DATA LISTING
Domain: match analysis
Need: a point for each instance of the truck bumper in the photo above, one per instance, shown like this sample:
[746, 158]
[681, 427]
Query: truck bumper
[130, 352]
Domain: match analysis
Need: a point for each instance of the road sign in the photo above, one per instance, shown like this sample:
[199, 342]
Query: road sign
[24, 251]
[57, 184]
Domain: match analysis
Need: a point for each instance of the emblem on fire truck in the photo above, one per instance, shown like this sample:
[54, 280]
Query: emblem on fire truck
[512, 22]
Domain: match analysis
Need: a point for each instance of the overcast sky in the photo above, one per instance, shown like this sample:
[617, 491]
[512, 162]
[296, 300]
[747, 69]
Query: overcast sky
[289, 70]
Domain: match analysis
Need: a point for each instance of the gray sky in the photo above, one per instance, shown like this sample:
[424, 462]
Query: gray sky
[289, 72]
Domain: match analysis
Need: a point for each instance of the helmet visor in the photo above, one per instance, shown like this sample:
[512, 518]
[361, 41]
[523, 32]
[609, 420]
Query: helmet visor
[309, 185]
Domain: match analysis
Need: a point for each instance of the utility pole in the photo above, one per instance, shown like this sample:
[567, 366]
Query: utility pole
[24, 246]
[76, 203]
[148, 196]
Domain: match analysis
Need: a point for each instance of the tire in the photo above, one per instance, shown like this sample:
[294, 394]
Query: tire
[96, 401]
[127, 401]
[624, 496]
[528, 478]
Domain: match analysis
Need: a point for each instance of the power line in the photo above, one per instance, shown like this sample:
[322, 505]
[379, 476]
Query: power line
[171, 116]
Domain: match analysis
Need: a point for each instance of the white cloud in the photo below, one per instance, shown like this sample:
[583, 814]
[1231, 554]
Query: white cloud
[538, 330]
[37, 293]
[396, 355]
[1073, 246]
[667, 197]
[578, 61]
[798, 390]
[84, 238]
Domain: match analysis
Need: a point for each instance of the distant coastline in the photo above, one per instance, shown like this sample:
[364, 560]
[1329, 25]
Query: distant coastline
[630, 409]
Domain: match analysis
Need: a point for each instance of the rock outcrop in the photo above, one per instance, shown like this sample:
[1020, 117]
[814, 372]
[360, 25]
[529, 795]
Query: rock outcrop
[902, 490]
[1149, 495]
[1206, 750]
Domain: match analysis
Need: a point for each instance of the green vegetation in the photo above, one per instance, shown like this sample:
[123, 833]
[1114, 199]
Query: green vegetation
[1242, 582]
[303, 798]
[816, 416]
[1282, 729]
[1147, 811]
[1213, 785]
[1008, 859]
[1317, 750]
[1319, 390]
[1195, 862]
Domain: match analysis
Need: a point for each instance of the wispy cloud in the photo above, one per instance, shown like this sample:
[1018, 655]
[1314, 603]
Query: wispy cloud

WRITTEN REQUEST
Display each line of the material above in which the word "overcast" appears.

IN RESPONSE
Need: a point for each instance of the overcast sky in the photo above, one per instance, shown like this sample:
Query: overcast sky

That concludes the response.